# AIM OF THE TASK:
Your task is to print the material below exactly as presented.

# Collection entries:
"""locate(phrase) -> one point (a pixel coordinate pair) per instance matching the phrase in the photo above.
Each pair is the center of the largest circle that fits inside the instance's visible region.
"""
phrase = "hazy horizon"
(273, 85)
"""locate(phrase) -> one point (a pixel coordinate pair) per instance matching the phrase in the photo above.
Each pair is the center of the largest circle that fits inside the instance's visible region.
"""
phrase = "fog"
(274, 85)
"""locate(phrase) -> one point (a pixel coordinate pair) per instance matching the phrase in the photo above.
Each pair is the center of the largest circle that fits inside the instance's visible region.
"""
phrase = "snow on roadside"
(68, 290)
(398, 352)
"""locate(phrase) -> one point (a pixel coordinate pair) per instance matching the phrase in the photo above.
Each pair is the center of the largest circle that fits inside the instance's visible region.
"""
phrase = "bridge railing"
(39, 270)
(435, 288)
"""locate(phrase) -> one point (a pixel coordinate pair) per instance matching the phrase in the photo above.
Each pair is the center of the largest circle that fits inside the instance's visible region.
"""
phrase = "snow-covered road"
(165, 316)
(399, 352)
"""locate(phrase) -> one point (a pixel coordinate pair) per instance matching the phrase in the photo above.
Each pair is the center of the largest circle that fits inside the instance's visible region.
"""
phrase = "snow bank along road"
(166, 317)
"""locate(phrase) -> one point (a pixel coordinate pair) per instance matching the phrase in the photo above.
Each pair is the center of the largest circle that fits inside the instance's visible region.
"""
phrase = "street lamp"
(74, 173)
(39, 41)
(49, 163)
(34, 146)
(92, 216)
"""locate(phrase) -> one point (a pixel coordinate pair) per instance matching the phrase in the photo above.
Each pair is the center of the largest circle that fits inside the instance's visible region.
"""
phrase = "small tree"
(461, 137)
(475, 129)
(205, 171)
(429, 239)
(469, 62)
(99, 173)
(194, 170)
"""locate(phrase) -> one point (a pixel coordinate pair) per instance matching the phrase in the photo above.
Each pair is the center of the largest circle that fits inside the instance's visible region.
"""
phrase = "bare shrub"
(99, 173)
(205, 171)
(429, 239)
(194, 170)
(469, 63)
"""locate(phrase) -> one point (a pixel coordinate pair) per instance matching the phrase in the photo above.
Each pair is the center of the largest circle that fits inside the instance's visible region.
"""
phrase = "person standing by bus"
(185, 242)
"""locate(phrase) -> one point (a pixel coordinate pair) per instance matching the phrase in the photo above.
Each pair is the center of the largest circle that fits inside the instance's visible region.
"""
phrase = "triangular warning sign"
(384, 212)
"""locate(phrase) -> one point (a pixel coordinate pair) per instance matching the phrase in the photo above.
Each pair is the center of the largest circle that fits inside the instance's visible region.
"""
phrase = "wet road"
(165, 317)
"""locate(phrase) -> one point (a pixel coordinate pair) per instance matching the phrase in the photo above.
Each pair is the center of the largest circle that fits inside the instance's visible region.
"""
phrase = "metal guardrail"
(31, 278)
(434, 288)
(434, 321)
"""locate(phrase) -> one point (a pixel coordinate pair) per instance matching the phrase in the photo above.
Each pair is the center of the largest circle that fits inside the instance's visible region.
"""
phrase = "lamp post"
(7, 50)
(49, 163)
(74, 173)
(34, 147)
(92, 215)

# RESPONSE TO THE TASK:
"""locate(phrase) -> one point (a pixel coordinate pair) per instance matching the phrase in the photo above.
Each pair is the center of the largest circle that fits inside the instance's visible region.
"""
phrase = "hazy horizon"
(273, 85)
"""locate(phrase) -> one point (a pixel coordinate pair) per instance matching the phrase in the photo above.
Each pair is the center of the largest circle that fits inside the instance's visible region.
"""
phrase = "fog"
(274, 85)
"""locate(phrase) -> one point (a pixel coordinate pair) per instance matching the phrase in the photo above.
Each pair is the center of the largest circle that fits inside the instance's visible region.
"""
phrase = "snow on roadside"
(68, 290)
(398, 352)
"""locate(phrase) -> one point (a pixel coordinate pair) per instance matching the phrase in the photo above.
Each pair is the center of the largest circle that fits inside the instance's visible region.
"""
phrase = "bridge railing"
(39, 270)
(435, 288)
"""locate(phrase) -> one point (a pixel coordinate pair) per instance matching the phrase in the photo above.
Each pair is the center of the largest circle that fits inside the instance's visible region.
"""
phrase = "snow-covered road"
(165, 316)
(399, 352)
"""locate(phrase) -> one point (a pixel coordinate pair) per instance matching the phrase in the photo above.
Each pair is the center of the largest circle that fits inside the instance's visible region.
"""
phrase = "snow bank along road"
(166, 317)
"""locate(phrase) -> one point (a pixel coordinate pair) per instance matching the phrase in the photo above.
Each pair is the center of the largest circle that fits inside the instance's visible region.
"""
phrase = "street lamp"
(74, 173)
(39, 41)
(49, 163)
(34, 146)
(92, 216)
"""locate(phrase) -> one point (a pixel coordinate pair) per instance matching the phrase in the photo above.
Each pair is the center of the largest circle that fits inside the instance's visible region.
"""
phrase = "small tree"
(461, 137)
(475, 129)
(205, 171)
(429, 239)
(469, 62)
(99, 173)
(194, 170)
"""locate(phrase) -> one point (a pixel coordinate pair) per instance matching the phrase in the photo above.
Each pair is the center of the largest circle that fits inside the instance's visible region.
"""
phrase = "bare shrub"
(99, 173)
(205, 171)
(429, 239)
(194, 170)
(469, 63)
"""locate(phrase) -> one point (a pixel coordinate pair) per instance matching the phrase in the photo above.
Each pair is the center of the largest circle that fits inside the instance's visible region.
"""
phrase = "person standing by bus"
(185, 242)
"""locate(phrase) -> one point (a pixel coordinate pair) per instance matching the phrase in the photo above.
Each pair is the center of the largest circle that fits inside the instance's visible region.
"""
phrase = "triangular warning sign"
(384, 212)
"""locate(phrase) -> one point (a pixel coordinate pair) per instance matching the phrase in the photo above.
Each pair is the center of the largest circle that fits inside the instance's visible region.
"""
phrase = "wet road"
(165, 317)
"""locate(phrase) -> one point (a pixel coordinate pair) per instance matching the phrase in the photo above.
Each pair is the center of the largest circle that fits inside the instance's visible region.
"""
phrase = "metal guardrail"
(31, 278)
(434, 288)
(434, 321)
"""locate(phrase) -> one point (a pixel coordinate pair) per instance matching the phrase in the photo above.
Each pair is the center of the largest circle that fits inside the instance's visible region.
"""
phrase = "lamp post"
(7, 50)
(49, 163)
(74, 173)
(34, 147)
(92, 215)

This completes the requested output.